Texto em estudo:
▽

Não é raro tomar-se, para o estabelecimento das condições de conforto térmico, apenas os parâmetros relativos ao controle de temperatura. Entretanto, é impossível desvincular esse aspecto da umidade relativa. Um ambiente com umidade relativa mais alta não necessariamente pode estar desconfortável, a depender da temperatura, mas a combinação de umidade relativa alta com temperaturas mais baixas que a temperatura do ponto de orvalho, pode favorecer a formação de colônias de microorganismos prejudiciais à saúde dos ocupantes. Por outro lado, a baixa umidade resseca o muco protetor que reveste as mucosas das vias aéreas do aparelho respiratório, o que destrói anticorpos e enzimas que atacam germes invasores.
Neste sentido, Mario Sérgio de Almeida, diretor da MSA Projeto e Consultoria e presidente do Departamento Nacional de Empresas Projetistas e Consultoras – DNPC Abrava, afirma que “o projetista de AVAC pode reduzir as sensações de excesso de frio ou calor pelo controle de umidade e não somente pela temperatura, e fazendo o controle da umidade separadamente da temperatura. Pelo controle das duas variáveis ao invés de somente uma, o sistema de AVAC pode se ajustar as condições que abrangem um largo espectro de diferentes tipos de corpos, atividades e vestimentas. Isto pode explicar porque o controle independente de umidade está ganhando popularidade em prédios comerciais e institucionais.”

△

Dados fornecidos:
▽

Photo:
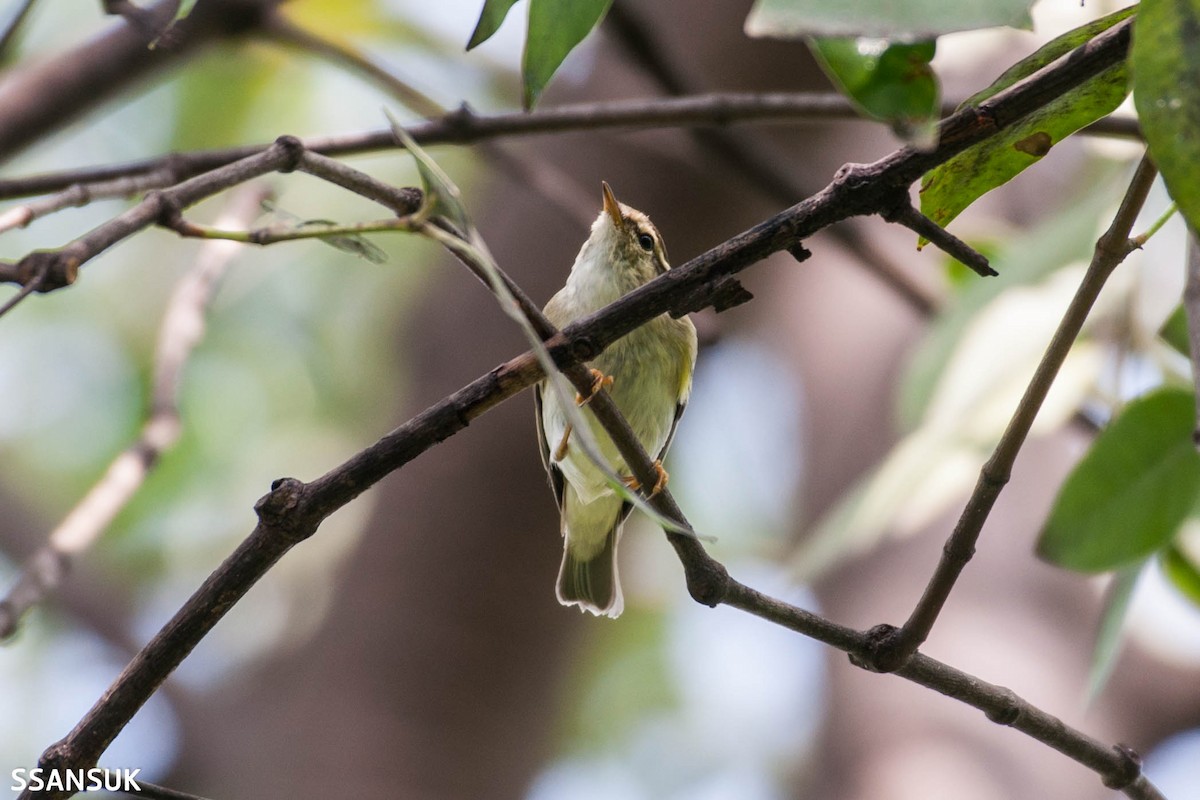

△

O que fazer:
A) Responda com base no texto sobre umidade e conforto térmico:
(i) Que combinação pode favorecer a formação de colônias de microrganismos prejudiciais à saúde?
(ii) O que a baixa umidade resseca?
(iii) Em que tipos de prédios o controle independente de umidade está ganhando popularidade?
B) Por favor, prolongue o texto sobre umidade e conforto térmico a partir do ponto em que ele termina.

Resultados:
A)
(i) A combinação de umidade relativa alta com temperaturas mais baixas que a temperatura do ponto de orvalho.
(ii) O muco protetor que reveste as mucosas das vias aéreas do aparelho respiratório.
(iii) Em prédios comerciais e institucionais.

B)
“A ASHRAE estabelece o intervalo entre 30% e 60% de umidade relativa, combinada com temperaturas normais dos ambientes, tendo 24°C como referência, como sendo as melhores condições de conforto térmico para os ocupantes dos ambientes climatizados. Neste intervalo, tanto o crescimento de bactérias e organismos biológicos, como a velocidade para a qual as interações químicas ocorrem, são minimizados”, informa o consultor Francisco Dantas, diretor da Interplan Planejamento Térmico Integrado.
O também consultor Wili Hoffmann, da Klimatu, recomenda que a escolha do binômio temperatura e umidade relativa pode ser feita utilizando o método descrito na norma NBR 16401-2 que leva em consideração outras variáveis que interferem no conforto térmico. “Normalmente fica entre 35% e 65% por ser a faixa com a menor atividade microbiológica”, afirma.
Ainda segundo Almeida, a umidade afeta nosso conforto de inúmeras maneiras. “É um fator em nosso balanço energético, sensação térmica, umidade da pele, desconforto, sensação térmica de tecidos, saúde e percepção da qualidade do ar. Em 1996, ASHRAE Standard 55-1996 (Thermal Environmental Conditions for Human Occupancy) introduziu uma definição de conforto térmico e que tem sido largamente utilizada que diz: ‘Conforto térmico é aquela condição da mente que expressa satisfação com o meio ambiente térmico’. Esta definição implica que o conforto é um julgamento cognitivo que envolve muitos fatores de entrada e é um resultado físico, fisiológico e processo psicológico.”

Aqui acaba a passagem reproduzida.